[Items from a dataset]
>>>>>

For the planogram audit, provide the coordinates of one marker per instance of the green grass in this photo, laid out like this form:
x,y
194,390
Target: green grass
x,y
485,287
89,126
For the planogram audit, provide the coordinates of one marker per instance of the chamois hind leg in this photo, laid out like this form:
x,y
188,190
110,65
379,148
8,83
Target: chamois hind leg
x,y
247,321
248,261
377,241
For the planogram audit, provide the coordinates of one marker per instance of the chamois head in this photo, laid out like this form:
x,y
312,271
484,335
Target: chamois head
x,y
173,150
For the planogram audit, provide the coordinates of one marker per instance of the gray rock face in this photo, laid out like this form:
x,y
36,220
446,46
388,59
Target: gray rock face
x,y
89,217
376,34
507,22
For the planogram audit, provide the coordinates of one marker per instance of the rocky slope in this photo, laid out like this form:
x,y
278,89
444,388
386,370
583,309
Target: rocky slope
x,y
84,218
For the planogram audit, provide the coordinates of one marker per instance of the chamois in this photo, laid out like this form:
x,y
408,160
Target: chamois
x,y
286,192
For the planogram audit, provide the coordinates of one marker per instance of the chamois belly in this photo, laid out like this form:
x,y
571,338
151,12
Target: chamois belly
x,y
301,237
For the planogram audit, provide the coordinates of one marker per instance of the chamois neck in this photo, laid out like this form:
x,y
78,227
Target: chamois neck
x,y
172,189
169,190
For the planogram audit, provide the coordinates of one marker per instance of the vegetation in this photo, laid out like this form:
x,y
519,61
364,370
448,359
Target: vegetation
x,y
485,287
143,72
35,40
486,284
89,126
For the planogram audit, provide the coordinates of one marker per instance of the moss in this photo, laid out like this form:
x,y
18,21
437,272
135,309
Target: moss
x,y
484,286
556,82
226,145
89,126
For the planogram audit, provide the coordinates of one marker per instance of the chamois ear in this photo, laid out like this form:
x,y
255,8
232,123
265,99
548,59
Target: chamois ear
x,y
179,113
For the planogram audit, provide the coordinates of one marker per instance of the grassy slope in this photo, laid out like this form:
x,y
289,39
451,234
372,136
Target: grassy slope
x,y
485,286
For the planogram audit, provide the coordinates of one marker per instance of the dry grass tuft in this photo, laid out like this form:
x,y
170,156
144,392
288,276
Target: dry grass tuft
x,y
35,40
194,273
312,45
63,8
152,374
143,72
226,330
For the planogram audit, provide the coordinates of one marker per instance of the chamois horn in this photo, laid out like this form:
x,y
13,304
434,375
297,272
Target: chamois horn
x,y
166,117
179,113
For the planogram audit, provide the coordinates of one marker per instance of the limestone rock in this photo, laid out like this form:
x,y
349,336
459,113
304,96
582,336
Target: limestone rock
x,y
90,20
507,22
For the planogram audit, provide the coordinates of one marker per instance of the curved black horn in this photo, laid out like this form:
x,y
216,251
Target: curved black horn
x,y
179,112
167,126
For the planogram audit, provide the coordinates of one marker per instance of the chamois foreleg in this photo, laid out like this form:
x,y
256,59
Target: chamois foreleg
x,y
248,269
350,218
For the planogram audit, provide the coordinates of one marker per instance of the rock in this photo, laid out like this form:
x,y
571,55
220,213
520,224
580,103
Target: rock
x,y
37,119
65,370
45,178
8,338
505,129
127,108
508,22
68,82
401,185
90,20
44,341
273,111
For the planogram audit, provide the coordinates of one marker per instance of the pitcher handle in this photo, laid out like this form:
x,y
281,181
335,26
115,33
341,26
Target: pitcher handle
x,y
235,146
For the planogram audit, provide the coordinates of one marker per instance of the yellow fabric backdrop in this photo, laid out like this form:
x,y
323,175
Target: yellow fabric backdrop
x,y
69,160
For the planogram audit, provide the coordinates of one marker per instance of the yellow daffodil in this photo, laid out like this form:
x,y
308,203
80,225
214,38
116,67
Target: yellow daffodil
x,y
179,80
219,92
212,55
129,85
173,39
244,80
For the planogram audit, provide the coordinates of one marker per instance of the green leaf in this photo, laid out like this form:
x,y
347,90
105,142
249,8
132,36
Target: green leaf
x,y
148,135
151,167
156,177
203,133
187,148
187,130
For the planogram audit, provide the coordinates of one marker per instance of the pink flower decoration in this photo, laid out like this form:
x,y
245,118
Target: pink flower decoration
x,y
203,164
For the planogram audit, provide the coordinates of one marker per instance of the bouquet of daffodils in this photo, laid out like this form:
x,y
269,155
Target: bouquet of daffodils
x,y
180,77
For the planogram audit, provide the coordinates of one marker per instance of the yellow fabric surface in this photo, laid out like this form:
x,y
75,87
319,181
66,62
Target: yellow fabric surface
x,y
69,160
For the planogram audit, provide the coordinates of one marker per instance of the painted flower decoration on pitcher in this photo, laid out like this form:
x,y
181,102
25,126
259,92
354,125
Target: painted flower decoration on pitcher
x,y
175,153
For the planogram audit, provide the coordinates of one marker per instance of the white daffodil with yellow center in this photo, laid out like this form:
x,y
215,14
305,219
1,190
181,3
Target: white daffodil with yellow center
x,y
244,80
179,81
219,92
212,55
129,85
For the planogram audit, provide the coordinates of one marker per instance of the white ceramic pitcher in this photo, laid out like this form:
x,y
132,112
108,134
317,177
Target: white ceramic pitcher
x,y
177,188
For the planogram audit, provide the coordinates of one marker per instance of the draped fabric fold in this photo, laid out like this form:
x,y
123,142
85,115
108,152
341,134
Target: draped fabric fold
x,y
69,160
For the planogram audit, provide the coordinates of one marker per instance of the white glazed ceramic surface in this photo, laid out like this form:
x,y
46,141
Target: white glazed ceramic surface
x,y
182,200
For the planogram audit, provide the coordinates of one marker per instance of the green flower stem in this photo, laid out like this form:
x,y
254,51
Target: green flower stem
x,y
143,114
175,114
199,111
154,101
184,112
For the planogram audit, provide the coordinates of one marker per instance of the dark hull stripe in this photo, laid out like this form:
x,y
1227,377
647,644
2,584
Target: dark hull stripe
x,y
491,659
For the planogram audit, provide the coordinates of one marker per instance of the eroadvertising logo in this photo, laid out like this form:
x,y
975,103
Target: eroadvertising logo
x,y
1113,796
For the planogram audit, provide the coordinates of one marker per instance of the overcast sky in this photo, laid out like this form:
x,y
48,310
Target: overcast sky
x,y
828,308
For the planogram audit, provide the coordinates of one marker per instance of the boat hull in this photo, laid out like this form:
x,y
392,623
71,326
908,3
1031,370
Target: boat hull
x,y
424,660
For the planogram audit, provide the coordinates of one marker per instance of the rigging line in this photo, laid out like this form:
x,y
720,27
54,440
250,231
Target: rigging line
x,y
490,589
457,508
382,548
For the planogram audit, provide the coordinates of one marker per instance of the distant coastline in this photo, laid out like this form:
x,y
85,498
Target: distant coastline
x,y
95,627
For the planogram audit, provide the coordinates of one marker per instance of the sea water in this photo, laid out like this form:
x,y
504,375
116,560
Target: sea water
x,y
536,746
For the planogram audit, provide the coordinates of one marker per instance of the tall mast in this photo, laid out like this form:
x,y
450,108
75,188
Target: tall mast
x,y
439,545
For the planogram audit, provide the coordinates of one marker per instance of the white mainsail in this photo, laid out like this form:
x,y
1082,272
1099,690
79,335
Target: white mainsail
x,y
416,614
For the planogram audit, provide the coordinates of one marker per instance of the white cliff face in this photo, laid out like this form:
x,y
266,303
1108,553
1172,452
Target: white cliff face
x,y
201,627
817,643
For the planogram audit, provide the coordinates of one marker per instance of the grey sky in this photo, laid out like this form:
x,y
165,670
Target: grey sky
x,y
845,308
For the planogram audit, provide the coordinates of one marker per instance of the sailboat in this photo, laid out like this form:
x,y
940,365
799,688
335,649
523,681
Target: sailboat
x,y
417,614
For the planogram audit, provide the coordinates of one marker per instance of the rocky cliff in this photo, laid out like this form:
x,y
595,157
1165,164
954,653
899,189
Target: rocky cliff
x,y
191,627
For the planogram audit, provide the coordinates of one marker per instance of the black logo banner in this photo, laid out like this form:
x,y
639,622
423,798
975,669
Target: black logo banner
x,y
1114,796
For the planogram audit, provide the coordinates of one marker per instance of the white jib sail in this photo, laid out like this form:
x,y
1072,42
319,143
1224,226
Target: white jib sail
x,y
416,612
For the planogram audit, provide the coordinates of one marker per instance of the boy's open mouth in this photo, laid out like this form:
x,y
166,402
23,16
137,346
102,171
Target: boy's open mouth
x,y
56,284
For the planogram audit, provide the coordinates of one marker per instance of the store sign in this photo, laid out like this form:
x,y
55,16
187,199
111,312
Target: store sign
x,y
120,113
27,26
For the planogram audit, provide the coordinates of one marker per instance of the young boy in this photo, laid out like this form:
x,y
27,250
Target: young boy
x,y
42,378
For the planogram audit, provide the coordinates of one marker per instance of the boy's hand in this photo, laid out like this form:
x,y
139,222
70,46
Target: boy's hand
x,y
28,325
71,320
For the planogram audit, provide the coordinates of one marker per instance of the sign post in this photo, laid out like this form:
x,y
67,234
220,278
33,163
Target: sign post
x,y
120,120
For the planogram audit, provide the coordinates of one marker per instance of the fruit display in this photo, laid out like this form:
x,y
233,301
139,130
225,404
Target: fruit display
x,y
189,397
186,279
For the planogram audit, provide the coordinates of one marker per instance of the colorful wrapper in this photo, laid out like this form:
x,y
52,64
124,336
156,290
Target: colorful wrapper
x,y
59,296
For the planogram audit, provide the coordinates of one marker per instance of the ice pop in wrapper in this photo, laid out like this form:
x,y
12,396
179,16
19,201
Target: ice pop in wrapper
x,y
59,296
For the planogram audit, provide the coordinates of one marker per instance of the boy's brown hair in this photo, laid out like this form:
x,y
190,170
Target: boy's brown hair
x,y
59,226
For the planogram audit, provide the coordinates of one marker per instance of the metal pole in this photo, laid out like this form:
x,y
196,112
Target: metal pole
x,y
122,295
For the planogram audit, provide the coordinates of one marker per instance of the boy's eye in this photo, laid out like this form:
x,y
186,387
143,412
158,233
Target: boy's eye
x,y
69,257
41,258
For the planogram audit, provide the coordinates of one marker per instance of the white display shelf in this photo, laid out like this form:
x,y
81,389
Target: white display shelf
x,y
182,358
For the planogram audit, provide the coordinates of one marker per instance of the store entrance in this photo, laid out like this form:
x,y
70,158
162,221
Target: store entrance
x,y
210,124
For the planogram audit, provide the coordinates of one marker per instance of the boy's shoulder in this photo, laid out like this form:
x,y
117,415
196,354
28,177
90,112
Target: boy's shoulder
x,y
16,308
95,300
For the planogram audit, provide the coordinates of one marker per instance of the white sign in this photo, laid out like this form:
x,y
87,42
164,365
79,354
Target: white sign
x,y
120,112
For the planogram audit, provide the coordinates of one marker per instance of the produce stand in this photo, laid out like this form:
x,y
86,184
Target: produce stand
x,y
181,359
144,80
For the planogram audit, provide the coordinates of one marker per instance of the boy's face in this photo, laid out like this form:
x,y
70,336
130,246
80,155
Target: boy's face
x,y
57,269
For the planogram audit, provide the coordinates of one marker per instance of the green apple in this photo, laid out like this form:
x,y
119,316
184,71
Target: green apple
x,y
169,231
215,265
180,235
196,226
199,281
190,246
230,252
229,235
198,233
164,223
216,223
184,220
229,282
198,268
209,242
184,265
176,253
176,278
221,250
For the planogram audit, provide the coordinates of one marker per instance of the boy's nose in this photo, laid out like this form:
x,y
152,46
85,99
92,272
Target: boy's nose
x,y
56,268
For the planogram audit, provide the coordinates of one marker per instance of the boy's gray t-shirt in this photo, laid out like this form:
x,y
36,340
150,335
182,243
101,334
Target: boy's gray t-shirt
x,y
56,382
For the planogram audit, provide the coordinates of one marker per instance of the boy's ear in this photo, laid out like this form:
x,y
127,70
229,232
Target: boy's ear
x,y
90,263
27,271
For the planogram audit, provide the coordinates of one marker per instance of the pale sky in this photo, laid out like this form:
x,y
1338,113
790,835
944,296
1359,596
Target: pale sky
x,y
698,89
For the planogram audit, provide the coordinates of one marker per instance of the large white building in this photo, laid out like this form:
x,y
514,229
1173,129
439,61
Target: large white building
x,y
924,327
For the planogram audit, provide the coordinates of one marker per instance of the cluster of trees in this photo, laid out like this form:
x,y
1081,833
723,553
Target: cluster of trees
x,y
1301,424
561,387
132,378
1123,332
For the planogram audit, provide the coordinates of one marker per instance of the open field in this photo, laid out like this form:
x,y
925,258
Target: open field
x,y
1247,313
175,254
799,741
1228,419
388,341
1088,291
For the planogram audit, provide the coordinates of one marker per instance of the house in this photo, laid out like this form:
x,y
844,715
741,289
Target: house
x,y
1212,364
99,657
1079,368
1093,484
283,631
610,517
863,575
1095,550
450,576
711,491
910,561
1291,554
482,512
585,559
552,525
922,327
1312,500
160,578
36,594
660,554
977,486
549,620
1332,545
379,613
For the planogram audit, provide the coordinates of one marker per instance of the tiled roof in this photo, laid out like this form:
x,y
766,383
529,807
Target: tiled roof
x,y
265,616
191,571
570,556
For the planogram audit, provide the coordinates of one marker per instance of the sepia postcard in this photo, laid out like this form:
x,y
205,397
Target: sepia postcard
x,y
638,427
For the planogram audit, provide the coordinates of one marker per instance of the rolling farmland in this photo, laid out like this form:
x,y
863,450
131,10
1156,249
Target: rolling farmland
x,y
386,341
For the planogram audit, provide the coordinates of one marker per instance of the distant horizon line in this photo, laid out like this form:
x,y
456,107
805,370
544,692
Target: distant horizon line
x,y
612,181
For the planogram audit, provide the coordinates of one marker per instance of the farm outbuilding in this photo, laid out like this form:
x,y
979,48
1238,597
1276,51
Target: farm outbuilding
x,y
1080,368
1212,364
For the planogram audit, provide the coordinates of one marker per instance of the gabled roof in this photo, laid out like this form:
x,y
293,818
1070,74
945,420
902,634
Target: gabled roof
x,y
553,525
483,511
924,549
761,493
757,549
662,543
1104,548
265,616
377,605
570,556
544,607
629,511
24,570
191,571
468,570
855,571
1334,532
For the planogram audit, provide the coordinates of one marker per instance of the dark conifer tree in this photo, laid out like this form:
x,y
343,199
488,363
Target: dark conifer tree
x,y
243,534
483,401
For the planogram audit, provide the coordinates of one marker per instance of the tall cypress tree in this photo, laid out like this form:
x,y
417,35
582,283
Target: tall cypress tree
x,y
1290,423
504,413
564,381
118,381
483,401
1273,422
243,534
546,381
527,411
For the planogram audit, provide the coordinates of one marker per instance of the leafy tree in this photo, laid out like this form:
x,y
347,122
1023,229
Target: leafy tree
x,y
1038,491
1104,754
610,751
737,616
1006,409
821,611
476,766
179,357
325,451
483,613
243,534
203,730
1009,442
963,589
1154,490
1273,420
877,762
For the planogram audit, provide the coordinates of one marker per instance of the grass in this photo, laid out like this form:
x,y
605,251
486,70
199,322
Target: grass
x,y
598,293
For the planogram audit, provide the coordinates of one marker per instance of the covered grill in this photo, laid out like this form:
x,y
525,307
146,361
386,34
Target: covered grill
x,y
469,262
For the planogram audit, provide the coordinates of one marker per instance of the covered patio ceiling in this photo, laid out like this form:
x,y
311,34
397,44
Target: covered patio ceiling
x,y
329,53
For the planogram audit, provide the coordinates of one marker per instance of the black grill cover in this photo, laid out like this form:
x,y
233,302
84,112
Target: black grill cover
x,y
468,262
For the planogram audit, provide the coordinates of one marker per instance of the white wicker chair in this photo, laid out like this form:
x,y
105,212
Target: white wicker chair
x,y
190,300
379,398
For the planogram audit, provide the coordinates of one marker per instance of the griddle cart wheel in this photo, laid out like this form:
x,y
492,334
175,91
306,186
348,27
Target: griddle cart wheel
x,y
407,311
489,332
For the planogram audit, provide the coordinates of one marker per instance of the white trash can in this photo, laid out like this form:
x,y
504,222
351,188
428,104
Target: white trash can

<<<<<

- What you need to do
Exactly reproduce the lines from the one containing "of the leafy" through the end of the records, and only those lines.

- Written solution
For the planogram audit, provide the coordinates of one marker per instance of the leafy tree in this photo, laid out like this form:
x,y
347,122
1023,229
Target: leafy tree
x,y
1038,491
1104,754
610,751
737,616
1006,409
821,611
476,766
179,357
325,451
483,613
243,534
203,730
1009,442
963,589
1154,490
1273,420
877,762
For the planogram audit, provide the coordinates of one marker per instance of the grass in this photo, laid out like this form:
x,y
605,251
486,70
199,322
Target: grass
x,y
598,293
For the planogram audit, provide the coordinates of one marker per instance of the covered grill in this photo, laid out like this form:
x,y
525,307
146,361
386,34
Target: covered grill
x,y
469,262
For the planogram audit, provide the coordinates of one marker per instance of the covered patio ceiling in this photo, laid out like this form:
x,y
311,34
397,44
Target: covered patio ceiling
x,y
329,53
For the planogram audit, provide the coordinates of one marker per instance of the black grill cover in this photo, laid out like this form:
x,y
233,302
84,112
Target: black grill cover
x,y
468,262
For the planogram audit, provide the coordinates of one marker per instance of the white wicker chair in this photo, laid out like this form:
x,y
105,212
Target: white wicker chair
x,y
190,300
379,398
For the planogram audit, provide the coordinates of one marker per instance of the griddle cart wheel in this photo, laid out like this form:
x,y
492,334
175,91
306,186
348,27
Target: griddle cart wheel
x,y
407,311
489,332
For the planogram audit, provide the coordinates of one marker per instance of the white trash can in this photo, laid out like this form:
x,y
504,222
351,188
428,104
Target: white trash can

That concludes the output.